Write out word for word each line from the one containing "the flower head" through the close of the listing, including both ends. Pictures do not belong in the copy.
## start DATA LISTING
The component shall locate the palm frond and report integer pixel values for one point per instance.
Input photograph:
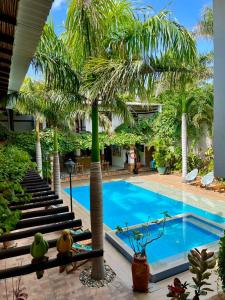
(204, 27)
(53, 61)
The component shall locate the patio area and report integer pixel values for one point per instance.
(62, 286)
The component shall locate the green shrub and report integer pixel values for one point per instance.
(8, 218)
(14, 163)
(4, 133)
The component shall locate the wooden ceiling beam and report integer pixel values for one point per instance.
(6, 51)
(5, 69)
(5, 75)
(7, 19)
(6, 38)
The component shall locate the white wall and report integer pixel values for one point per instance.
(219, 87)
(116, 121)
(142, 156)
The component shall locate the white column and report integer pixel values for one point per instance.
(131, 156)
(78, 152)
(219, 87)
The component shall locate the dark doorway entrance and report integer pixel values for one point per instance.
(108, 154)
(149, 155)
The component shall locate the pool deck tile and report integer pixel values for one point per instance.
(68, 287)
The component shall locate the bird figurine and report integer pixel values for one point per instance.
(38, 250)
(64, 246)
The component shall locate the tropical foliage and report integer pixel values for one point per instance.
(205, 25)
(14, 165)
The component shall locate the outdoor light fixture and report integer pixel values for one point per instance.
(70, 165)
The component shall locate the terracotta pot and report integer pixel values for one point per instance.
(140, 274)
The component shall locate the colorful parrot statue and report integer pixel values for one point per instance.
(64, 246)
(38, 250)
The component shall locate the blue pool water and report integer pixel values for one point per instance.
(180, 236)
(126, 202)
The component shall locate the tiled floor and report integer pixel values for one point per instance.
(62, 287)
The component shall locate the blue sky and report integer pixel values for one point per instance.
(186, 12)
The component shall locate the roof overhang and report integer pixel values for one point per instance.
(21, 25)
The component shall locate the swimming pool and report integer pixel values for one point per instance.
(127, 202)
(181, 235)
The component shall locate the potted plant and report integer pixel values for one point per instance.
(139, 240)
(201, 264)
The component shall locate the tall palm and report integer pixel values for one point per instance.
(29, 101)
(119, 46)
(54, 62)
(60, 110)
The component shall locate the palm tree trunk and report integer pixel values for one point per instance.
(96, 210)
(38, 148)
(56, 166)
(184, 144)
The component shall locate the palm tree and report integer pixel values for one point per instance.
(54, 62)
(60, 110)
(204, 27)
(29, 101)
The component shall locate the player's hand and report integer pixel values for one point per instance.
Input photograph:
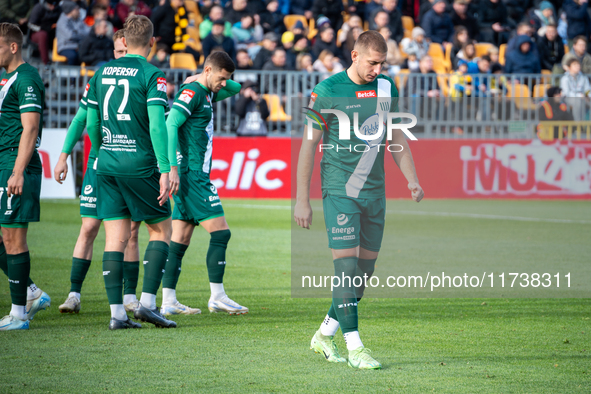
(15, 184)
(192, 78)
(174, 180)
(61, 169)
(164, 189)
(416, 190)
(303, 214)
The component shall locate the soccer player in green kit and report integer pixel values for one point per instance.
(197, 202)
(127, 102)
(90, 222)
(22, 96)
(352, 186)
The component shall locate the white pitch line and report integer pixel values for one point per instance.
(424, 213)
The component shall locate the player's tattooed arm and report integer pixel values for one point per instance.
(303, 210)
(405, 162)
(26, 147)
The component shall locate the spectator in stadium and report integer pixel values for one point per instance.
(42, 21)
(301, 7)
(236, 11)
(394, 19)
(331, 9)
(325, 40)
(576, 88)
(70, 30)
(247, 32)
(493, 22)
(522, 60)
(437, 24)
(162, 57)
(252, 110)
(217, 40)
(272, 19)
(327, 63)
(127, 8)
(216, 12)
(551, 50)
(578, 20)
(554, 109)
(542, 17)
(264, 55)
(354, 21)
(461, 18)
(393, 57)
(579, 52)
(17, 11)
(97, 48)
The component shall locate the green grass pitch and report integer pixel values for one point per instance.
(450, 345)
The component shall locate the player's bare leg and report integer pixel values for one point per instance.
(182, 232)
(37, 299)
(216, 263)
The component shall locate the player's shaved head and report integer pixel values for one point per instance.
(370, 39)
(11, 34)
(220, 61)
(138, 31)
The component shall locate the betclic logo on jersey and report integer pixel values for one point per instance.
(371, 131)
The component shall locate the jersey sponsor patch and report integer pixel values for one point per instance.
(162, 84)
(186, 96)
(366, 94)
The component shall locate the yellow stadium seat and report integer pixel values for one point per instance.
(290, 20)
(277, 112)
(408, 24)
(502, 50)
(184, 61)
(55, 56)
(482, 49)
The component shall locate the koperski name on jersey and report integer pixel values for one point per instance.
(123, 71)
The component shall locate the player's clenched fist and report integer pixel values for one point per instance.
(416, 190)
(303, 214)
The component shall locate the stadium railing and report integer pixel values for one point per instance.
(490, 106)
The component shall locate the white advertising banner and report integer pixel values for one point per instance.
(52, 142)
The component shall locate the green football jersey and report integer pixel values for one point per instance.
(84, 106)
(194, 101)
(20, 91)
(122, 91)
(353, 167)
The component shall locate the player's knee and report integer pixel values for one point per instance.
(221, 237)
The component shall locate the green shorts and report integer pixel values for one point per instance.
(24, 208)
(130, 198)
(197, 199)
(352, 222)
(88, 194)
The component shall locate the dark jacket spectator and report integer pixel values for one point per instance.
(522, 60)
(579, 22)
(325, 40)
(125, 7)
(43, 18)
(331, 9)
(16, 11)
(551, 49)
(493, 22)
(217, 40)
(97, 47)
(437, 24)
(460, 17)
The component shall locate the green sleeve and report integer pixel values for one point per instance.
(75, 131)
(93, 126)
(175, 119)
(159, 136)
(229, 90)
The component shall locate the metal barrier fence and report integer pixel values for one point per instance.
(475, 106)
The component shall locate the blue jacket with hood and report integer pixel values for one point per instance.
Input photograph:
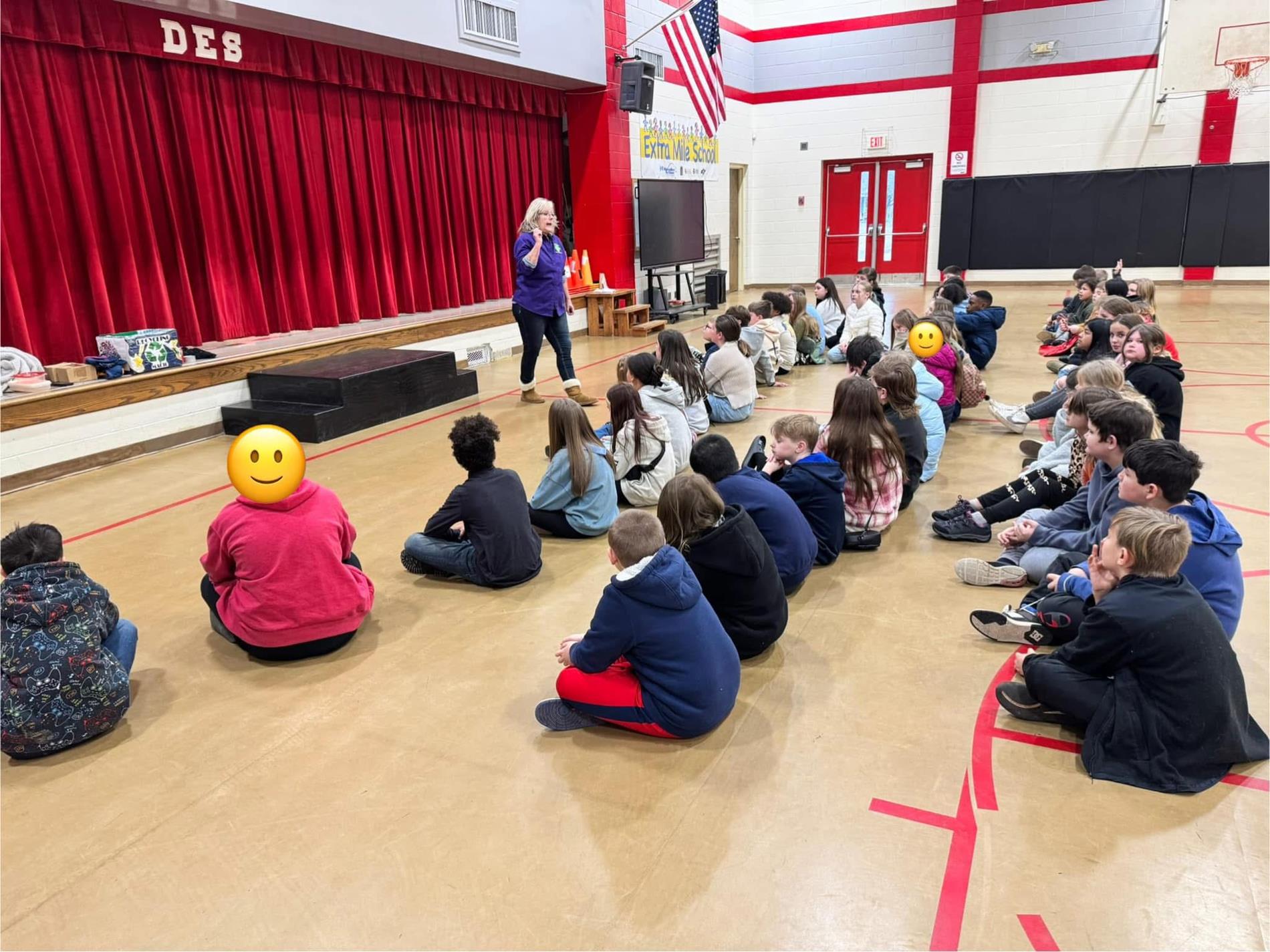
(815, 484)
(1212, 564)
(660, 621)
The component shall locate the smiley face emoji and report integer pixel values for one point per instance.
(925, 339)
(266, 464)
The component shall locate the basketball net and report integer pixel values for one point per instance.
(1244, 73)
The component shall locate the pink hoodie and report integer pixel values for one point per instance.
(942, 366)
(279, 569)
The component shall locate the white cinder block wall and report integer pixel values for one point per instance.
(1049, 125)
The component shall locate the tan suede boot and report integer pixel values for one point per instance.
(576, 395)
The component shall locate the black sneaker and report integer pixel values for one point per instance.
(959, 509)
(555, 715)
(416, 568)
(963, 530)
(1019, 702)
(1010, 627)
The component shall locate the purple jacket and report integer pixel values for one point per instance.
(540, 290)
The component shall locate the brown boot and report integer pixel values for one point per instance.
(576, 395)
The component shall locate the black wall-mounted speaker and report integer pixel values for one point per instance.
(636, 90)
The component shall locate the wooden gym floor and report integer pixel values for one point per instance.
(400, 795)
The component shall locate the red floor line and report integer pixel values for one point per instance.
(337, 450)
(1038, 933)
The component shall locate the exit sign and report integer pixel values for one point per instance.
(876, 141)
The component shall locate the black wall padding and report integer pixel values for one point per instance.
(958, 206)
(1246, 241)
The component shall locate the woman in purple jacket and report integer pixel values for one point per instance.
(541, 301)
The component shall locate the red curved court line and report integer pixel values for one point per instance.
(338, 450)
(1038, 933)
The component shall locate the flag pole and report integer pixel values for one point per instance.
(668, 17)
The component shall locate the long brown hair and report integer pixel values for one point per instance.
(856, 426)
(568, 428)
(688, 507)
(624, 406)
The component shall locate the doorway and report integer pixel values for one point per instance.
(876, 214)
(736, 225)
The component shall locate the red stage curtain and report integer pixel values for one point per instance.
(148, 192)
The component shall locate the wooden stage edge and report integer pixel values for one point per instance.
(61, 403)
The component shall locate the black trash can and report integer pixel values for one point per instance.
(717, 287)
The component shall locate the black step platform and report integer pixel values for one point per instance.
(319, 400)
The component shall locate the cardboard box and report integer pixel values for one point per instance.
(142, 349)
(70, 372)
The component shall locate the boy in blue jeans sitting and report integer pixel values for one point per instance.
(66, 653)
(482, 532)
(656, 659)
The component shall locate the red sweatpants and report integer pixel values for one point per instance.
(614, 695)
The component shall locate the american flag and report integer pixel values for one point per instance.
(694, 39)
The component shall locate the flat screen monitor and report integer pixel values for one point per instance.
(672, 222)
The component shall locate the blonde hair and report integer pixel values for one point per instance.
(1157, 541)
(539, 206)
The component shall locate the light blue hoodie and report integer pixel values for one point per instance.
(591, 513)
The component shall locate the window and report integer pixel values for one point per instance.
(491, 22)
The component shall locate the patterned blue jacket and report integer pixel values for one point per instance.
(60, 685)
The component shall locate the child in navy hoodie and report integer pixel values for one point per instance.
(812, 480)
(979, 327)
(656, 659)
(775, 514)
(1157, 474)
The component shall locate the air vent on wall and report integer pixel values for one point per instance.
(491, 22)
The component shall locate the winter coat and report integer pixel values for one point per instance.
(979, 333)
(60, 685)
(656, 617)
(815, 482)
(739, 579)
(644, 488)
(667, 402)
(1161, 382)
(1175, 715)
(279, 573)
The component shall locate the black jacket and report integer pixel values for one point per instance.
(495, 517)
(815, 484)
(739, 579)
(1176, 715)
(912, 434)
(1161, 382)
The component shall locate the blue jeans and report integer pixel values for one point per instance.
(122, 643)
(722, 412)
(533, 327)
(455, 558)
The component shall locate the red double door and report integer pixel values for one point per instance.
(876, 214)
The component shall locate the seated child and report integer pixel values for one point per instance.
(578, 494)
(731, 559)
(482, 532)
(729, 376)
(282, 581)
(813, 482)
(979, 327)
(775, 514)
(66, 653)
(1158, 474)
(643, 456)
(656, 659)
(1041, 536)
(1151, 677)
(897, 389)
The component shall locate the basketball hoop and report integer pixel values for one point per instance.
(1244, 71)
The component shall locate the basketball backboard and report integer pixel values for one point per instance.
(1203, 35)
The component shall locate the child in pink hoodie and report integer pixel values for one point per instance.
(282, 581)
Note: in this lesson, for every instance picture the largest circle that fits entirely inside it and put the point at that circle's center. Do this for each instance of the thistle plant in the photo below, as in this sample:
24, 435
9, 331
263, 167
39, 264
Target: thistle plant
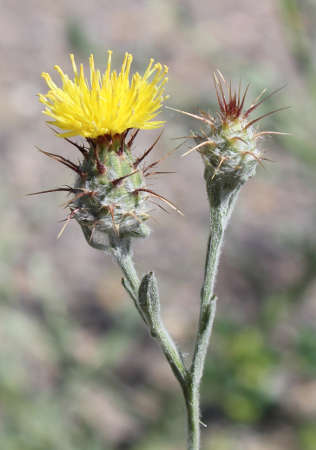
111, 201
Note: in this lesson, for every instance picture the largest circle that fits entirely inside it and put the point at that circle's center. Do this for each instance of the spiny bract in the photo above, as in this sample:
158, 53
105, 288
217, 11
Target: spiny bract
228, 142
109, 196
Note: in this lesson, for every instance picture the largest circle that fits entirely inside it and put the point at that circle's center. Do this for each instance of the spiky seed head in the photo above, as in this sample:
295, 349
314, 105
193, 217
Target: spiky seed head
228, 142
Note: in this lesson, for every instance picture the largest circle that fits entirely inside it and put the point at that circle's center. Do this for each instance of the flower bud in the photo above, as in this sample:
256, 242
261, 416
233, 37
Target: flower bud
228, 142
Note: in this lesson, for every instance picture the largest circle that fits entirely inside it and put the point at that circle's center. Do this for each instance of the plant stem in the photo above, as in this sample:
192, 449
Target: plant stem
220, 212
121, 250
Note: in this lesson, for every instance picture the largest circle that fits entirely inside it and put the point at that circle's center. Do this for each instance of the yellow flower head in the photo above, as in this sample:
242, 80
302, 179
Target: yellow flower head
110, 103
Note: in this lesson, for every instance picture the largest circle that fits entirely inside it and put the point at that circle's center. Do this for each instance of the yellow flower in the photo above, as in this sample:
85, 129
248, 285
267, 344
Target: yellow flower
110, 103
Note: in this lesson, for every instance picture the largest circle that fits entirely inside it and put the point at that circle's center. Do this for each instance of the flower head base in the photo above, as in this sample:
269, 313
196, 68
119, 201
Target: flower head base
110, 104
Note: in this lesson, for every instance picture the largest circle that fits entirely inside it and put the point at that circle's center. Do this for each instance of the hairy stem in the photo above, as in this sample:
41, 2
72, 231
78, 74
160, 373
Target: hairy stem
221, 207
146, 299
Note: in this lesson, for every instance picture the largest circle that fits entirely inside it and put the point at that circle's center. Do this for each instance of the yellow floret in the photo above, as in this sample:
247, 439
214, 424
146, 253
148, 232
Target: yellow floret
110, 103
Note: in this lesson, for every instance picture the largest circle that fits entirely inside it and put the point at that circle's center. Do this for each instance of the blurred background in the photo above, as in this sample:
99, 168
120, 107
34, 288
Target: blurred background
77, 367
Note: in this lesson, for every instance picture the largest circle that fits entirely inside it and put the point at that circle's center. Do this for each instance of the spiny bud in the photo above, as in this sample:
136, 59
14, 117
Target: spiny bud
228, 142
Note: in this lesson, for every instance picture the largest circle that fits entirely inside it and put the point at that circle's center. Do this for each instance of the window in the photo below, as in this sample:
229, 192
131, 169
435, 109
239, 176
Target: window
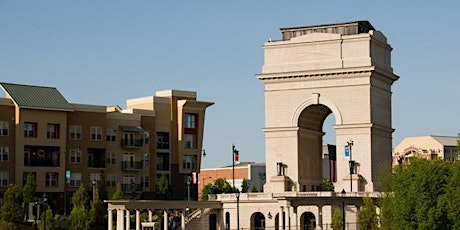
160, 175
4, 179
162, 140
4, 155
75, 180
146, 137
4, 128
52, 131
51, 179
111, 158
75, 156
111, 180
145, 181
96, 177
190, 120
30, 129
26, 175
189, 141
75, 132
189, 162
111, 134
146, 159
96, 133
## end DATA LISTING
(THE OUTPUT)
Note: in this lesson, for every instance picture the largest circle that fits entirely inside it and put the point at that circle's center. Do this for each instance of the flower head base in the photo above, as in this sample:
269, 313
196, 68
119, 201
Target: flower head base
110, 104
Note: in this lesson, for every instance picture the largest circle that fits entirely inside it and put the point at that circle's center. Do this for each instance of the hairy stem in the photo above, as in this sample:
41, 2
72, 231
78, 74
160, 373
Target: hairy stem
221, 207
146, 299
Note: in this lesson, for every instance picture the largest circle that fits entirely inside it and put the point at that circle's center. Do this for each instance of the yellow floret in the photo above, as in this sample:
247, 439
214, 424
146, 253
148, 232
Target: yellow floret
110, 103
Note: in this lesson, for every instance picture the largest circle that fits entirely inside it and put the point at that circle's center. Do this for each instance of the blurred background in the photo above, as in this sample:
99, 168
120, 107
34, 288
Target: blurred background
77, 367
Note: in this lesson, for every instance picture the largest circle that fits entirely inside it and put the point at that circle's center. Do this for each instance of the spiny bud in the photo above, as in this sample:
136, 59
14, 117
Target: spiny bud
228, 142
Note: in this lesson, for every instance picture the largest circle that fits entirely inside it and put the point at that circle's center. Do this for each instance of the window in the photo below, as in this sample:
229, 192
131, 169
435, 109
239, 176
Target: window
160, 175
4, 179
162, 140
4, 155
75, 180
146, 137
4, 128
52, 131
51, 179
111, 158
75, 156
111, 180
145, 181
96, 177
190, 120
30, 129
26, 175
189, 141
75, 132
189, 162
111, 134
146, 159
96, 133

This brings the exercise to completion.